Aanwijzingen bij opdracht: Zoek in de lijst hieronder elke regel waarin de tekenreeks "vent" voorkomt en schrijf die regels over. Het verschil tussen hoofdletters en kleine letters telt mee.

*** Oefenmateriaal ***

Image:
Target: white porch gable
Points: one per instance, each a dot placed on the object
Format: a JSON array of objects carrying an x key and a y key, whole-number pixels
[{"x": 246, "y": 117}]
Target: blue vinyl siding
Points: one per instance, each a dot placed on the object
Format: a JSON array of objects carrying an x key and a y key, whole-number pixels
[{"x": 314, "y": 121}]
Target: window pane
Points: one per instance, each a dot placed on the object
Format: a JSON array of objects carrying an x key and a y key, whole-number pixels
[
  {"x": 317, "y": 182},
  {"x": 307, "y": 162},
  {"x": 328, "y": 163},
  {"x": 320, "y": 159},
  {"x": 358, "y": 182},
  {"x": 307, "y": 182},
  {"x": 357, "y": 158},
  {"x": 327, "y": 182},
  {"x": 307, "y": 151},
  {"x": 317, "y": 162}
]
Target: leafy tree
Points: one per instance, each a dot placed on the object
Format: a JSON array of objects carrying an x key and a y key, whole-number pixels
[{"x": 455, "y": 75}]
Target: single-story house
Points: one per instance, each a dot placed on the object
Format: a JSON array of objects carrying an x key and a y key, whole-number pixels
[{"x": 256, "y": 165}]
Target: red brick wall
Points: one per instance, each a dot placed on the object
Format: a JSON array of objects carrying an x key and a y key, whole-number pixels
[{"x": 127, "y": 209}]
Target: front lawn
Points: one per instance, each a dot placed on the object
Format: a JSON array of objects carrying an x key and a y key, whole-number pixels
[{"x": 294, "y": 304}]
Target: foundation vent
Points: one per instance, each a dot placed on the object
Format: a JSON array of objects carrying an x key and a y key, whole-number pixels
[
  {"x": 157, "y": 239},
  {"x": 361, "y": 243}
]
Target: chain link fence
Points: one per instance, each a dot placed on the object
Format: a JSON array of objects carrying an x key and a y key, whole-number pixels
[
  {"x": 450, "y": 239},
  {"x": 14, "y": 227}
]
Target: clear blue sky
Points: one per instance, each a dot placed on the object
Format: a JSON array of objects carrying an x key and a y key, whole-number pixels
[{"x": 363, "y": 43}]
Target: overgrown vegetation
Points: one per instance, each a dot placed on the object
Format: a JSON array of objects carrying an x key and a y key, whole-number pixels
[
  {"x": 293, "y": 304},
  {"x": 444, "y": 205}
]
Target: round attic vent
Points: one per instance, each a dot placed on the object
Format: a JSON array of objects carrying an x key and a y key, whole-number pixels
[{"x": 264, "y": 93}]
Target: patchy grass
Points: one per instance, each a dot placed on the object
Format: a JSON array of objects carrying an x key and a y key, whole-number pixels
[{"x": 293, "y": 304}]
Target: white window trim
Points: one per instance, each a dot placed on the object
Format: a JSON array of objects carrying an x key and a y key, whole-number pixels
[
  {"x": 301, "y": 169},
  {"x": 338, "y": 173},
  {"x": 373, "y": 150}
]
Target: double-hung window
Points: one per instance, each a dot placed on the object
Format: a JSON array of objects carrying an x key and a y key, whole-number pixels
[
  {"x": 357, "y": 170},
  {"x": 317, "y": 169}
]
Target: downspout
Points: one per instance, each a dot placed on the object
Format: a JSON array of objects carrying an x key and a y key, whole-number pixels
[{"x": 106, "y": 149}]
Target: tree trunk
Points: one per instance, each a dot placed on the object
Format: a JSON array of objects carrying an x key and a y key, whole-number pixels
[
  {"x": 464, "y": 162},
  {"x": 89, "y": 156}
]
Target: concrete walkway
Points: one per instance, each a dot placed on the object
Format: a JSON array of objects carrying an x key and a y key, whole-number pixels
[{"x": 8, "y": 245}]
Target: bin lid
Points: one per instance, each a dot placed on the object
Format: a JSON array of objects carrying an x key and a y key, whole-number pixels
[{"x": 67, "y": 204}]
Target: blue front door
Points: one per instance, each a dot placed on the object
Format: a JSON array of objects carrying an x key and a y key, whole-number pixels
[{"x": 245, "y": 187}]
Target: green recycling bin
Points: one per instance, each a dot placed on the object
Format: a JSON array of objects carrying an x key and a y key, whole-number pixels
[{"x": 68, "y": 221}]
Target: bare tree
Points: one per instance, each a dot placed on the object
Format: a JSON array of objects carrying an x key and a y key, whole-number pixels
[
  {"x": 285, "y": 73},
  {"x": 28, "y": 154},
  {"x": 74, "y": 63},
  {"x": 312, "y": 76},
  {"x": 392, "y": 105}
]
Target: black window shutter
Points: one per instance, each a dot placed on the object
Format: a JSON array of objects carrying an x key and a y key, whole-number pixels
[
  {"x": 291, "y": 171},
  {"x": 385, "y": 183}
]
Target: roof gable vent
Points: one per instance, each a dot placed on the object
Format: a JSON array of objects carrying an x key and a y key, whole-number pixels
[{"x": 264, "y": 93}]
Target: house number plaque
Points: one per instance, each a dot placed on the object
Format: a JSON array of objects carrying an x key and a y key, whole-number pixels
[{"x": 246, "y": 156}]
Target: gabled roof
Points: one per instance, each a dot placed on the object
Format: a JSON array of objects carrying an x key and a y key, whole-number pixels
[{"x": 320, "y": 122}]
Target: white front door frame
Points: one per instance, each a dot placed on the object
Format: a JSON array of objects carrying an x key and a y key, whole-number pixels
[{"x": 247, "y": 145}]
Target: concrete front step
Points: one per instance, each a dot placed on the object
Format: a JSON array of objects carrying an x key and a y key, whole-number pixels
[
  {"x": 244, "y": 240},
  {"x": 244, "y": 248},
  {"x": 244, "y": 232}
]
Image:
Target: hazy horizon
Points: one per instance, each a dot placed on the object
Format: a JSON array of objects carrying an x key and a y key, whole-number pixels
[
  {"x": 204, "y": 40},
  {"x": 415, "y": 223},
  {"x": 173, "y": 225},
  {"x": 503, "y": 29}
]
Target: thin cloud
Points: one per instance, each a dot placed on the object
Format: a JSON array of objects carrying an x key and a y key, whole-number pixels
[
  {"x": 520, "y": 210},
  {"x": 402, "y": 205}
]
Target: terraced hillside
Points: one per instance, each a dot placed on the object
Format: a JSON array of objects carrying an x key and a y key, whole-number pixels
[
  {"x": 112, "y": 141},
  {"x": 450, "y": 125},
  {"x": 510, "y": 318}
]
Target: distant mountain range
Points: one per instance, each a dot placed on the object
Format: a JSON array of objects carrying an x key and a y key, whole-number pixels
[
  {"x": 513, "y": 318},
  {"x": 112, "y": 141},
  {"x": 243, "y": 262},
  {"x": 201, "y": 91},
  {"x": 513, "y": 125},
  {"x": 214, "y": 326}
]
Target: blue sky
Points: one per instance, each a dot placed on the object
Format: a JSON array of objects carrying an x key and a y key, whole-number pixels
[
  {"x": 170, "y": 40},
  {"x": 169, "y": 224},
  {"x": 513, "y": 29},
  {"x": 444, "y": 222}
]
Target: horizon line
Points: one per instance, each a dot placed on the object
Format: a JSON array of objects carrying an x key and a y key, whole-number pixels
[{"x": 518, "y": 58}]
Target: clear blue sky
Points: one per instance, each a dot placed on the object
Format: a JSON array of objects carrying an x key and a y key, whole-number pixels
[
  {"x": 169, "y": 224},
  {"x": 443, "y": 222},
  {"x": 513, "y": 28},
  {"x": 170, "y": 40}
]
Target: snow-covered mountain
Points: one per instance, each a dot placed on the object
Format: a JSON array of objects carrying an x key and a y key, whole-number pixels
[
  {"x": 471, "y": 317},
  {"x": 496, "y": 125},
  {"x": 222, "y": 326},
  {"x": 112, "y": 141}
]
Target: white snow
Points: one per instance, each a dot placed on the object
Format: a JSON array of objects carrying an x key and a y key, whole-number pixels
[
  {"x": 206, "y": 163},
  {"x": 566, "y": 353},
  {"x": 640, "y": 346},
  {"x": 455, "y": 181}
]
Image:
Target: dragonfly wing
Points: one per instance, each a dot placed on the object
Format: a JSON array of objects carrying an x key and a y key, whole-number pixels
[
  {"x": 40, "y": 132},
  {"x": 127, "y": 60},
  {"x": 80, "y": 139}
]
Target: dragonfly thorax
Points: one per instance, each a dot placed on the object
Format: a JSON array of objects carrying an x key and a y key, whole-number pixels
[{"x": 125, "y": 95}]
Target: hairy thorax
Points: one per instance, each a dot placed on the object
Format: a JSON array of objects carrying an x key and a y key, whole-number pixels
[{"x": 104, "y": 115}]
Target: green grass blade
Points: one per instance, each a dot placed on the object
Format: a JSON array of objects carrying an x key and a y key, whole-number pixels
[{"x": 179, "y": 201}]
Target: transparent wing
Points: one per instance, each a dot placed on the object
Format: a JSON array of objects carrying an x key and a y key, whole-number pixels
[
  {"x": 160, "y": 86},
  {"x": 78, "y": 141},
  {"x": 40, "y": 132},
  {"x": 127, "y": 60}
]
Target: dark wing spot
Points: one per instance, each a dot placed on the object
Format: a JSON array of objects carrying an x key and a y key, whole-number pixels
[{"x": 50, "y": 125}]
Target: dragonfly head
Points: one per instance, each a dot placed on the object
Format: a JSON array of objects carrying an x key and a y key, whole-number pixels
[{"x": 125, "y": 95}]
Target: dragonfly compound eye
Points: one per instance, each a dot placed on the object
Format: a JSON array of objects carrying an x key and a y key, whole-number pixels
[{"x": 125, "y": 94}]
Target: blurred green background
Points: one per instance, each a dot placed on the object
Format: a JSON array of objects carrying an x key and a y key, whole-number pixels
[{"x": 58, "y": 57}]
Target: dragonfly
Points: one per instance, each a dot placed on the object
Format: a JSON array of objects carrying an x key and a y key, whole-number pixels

***
*** Oefenmateriaal ***

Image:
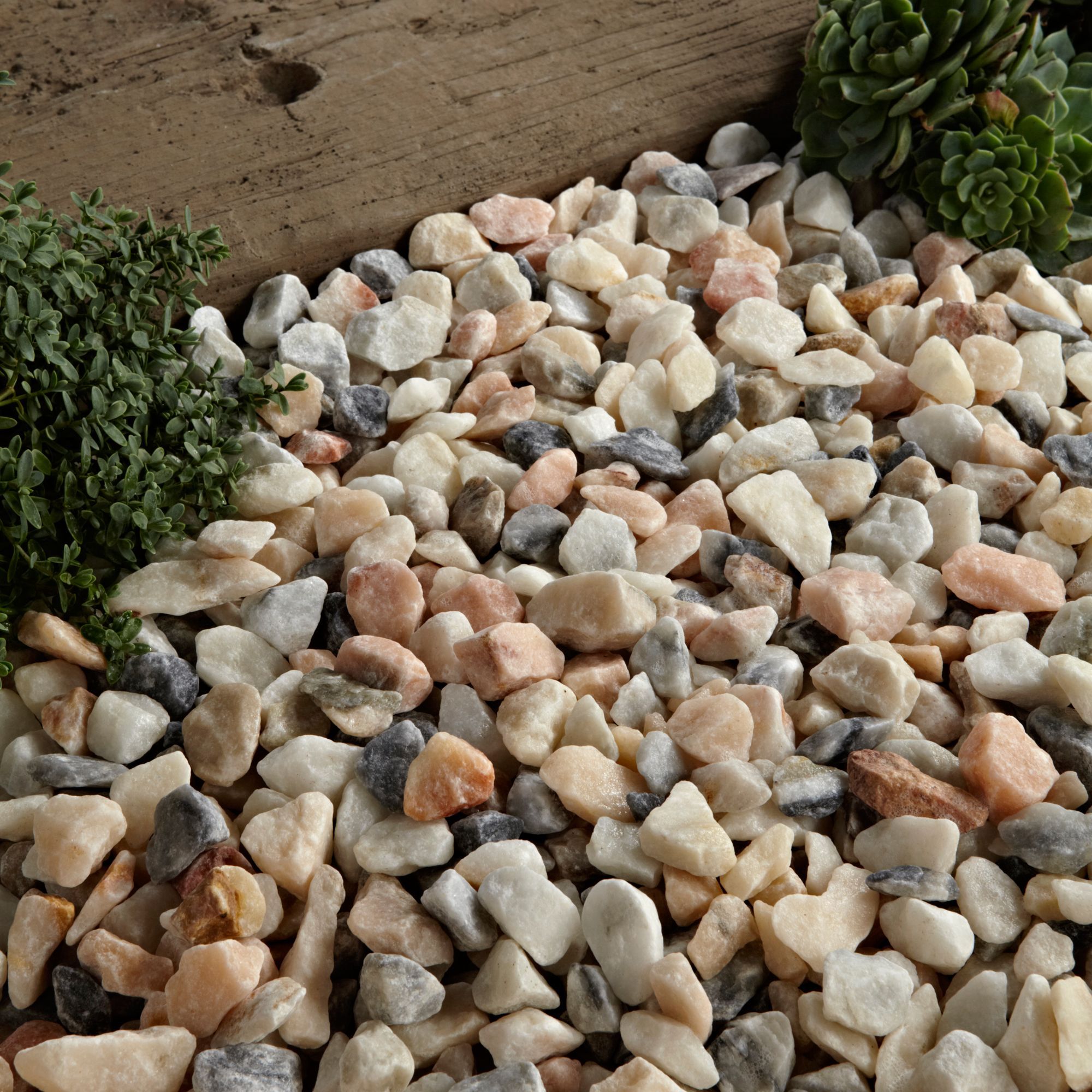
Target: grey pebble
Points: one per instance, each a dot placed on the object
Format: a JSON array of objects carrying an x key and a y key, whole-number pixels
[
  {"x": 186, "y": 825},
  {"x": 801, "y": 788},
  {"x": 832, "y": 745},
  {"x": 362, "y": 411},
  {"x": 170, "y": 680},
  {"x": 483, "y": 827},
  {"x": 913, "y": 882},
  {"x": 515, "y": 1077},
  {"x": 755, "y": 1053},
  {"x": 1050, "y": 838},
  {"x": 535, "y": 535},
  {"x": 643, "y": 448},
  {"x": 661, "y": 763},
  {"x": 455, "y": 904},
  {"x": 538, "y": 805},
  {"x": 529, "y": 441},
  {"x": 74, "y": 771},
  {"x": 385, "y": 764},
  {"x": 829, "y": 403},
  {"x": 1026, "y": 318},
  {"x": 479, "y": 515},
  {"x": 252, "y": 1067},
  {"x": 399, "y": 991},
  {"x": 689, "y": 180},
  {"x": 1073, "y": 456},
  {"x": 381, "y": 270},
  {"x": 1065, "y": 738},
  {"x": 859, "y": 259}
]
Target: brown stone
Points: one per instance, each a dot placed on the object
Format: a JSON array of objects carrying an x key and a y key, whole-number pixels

***

Uitwerking oefening:
Target: foundation vent
Target: round attic vent
Target: roof gable vent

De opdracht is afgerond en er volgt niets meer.